_DATASET EXCERPTS_:
_ _ _ _

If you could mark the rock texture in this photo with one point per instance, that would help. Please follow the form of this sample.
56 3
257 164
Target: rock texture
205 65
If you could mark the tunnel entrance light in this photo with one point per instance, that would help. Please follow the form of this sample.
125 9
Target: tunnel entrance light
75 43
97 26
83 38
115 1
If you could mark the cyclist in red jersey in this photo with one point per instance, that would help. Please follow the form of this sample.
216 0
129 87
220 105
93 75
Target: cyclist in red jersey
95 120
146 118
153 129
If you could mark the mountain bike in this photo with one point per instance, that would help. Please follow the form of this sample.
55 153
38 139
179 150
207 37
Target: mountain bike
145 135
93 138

_ _ _ _

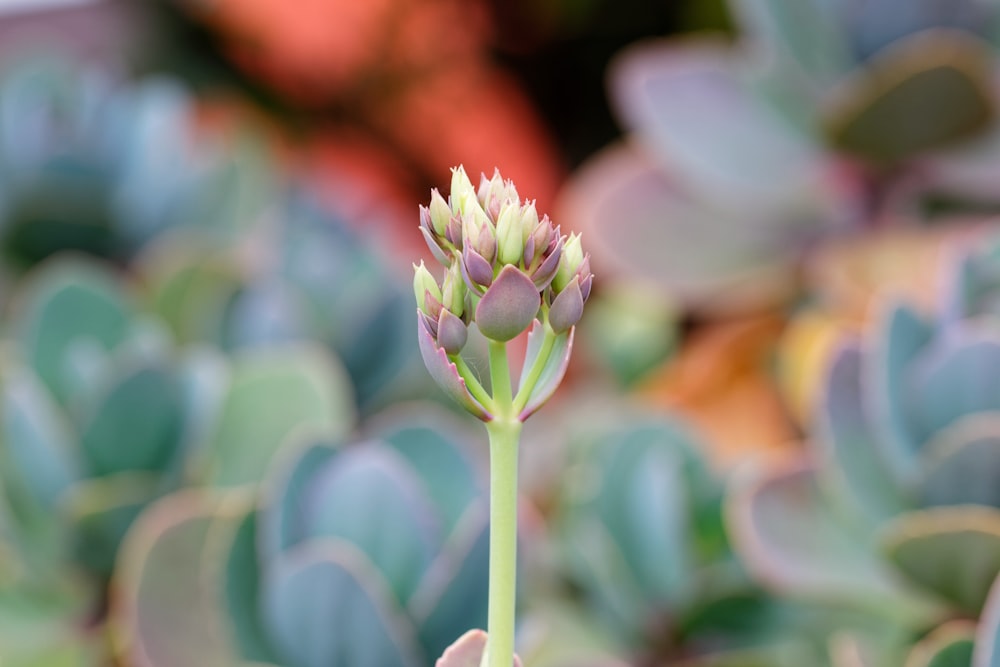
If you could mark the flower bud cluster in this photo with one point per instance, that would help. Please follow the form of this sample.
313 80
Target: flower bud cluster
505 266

_ _ _ _

Gather every line in the records above that contains the word "mark" and copy each one out in full.

If you could mark the rock texture in this photo with one point per instance, that would help. Please follow the form of this sample.
If you could mark the tunnel entrance light in this photo with one point per instance, that would help. Please follow the form of this sample.
If you could mark the cyclist in red jersey in this photo with one point per instance, that would help. Please follow the form of this sample.
If you could mark the mountain bike in this photo with one point per instance, that would help. Please follow the form of this sample.
If you could mark the flower bud cluster in this photo with one point per instance, that would help. Please follow the form of this sample.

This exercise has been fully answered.